(CO ZROBIĆ):
1 - O ile dalej niż do stycznia 1999 roku chciałby się cofnąć w czasie M.P. w wywiadzie o ubezpieczeniach zdrowotnych?
2 - Zmień w wywiadzie o ubezpieczeniach zdrowotnych fragment od słów "M.P.: Podróże w" aż do słów "tego słowa znaczeniu." włącznie, wstawiając "szczeblu" w miejsce "poziomie", i podaj go ponownie.
3 - Dlaczego w wywiadzie o ubezpieczeniach zdrowotnych M.P. chciałby się cofnąć dalej niż do stycznia 1999 roku?

(FRAGMENT ŹRÓDŁA):
***

M.S.: Dwie dekady temu wprowadziliśmy system ubezpieczeń zdrowotnych. O błędach, jakie zostały popełnione na przestrzeni tych dwudziestu lat, powiedziano i napisano już tak wiele, że chyba nie ma sensu o nie pytać. Choć… Gdyby istniał wehikuł czasu, gdyby można było wrócić do stycznia 1999 roku – przed którymi szczególnie warto byłoby przestrzec zarządzających systemem opieki zdrowotnej, polityków?
M.P.: Podróże w czasie nie są, na szczęście, możliwe. Ale gdyby były, chciałbym się cofnąć trochę dalej niż do stycznia 1999 roku. Przynajmniej o rok dalej. Bo podstawowe błędy wcale nie zostały popełnione na poziomie operacyjnym, taktycznym, przy wdrażaniu reformy ochrony zdrowia. Błędem, który zdeterminował następnych dwadzieścia lat, był bezrefleksyjny wybór systemu ubezpieczeniowego, jako alternatywnego rozwiązania dla systemu odziedziczonego po PRL, budżetowego w najgorszym tego słowa znaczeniu.

***

(WYKAZ):
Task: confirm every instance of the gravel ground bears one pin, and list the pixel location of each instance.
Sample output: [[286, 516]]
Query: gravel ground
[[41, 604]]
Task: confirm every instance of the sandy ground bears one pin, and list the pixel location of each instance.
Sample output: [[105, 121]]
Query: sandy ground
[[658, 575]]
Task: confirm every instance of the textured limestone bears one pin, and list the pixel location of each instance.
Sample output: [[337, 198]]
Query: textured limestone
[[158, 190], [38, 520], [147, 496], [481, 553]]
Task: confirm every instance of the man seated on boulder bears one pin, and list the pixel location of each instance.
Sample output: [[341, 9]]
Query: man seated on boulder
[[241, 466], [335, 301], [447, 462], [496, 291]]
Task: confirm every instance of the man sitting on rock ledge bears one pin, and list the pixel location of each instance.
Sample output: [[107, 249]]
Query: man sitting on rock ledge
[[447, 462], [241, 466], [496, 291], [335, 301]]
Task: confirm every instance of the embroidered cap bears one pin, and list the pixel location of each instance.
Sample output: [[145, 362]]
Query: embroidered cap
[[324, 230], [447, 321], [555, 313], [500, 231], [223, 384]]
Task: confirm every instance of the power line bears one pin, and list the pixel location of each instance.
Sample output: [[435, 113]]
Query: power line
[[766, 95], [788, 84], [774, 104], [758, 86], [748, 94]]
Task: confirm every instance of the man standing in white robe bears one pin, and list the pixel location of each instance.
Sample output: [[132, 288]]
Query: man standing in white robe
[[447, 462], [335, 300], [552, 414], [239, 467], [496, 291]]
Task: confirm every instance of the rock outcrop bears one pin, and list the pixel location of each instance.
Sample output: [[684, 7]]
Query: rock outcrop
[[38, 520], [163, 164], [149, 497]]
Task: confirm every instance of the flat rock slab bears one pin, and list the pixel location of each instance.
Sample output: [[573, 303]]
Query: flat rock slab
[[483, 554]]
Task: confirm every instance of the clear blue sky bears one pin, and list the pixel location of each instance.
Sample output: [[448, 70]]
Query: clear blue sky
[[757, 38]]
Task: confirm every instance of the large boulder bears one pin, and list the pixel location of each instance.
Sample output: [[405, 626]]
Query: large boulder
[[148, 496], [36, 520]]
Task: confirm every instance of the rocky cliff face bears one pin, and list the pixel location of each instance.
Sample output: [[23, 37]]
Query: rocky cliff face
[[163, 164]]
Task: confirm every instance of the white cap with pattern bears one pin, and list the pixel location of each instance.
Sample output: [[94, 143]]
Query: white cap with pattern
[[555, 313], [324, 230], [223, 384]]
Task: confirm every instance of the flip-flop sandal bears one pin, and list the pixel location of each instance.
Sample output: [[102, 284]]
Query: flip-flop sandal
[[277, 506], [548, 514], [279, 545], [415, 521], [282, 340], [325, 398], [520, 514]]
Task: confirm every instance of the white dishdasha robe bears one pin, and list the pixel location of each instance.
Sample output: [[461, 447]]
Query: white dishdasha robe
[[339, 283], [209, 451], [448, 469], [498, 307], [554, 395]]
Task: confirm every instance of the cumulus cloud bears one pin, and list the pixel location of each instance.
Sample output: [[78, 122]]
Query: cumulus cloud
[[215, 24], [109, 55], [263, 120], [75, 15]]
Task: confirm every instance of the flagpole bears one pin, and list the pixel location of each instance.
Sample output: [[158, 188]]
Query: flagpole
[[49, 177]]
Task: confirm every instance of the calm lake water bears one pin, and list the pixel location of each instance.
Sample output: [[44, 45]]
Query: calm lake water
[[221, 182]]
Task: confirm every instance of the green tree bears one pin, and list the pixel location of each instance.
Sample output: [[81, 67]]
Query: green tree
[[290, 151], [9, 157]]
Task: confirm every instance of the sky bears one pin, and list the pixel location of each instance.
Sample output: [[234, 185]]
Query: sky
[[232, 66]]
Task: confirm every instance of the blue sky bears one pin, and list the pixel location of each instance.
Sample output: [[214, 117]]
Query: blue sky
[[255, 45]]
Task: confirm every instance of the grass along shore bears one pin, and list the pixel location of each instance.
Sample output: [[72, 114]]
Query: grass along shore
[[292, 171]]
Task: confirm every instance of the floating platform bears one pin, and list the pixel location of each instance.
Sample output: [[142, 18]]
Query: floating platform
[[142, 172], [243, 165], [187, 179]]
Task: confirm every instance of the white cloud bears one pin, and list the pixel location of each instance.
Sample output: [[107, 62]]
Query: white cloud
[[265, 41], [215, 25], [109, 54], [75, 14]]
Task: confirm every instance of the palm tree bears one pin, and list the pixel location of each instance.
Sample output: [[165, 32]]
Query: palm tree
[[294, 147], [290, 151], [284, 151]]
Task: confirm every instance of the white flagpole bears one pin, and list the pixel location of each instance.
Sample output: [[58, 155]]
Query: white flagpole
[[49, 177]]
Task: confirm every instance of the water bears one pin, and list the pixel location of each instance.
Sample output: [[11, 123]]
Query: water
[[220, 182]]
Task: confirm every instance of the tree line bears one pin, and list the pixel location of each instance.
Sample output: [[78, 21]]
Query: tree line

***

(UDZIELONE ODPOWIEDZI):
1 - Przynajmniej o rok dalej.

2 -
M.P.: Podróże w czasie nie są, na szczęście, możliwe. Ale gdyby były, chciałbym się cofnąć trochę dalej niż do stycznia 1999 roku. Przynajmniej o rok dalej. Bo podstawowe błędy wcale nie zostały popełnione na szczeblu operacyjnym, taktycznym, przy wdrażaniu reformy ochrony zdrowia. Błędem, który zdeterminował następnych dwadzieścia lat, był bezrefleksyjny wybór systemu ubezpieczeniowego, jako alternatywnego rozwiązania dla systemu odziedziczonego po PRL, budżetowego w najgorszym tego słowa znaczeniu.

3 - Według M.P. podstawowe błędy nie zostały popełnione na poziomie operacyjnym ani taktycznym przy wdrażaniu reformy ochrony zdrowia. Błędem, który zdeterminował następne dwadzieścia lat, był bezrefleksyjny wybór systemu ubezpieczeniowego jako alternatywy dla budżetowego systemu odziedziczonego po PRL.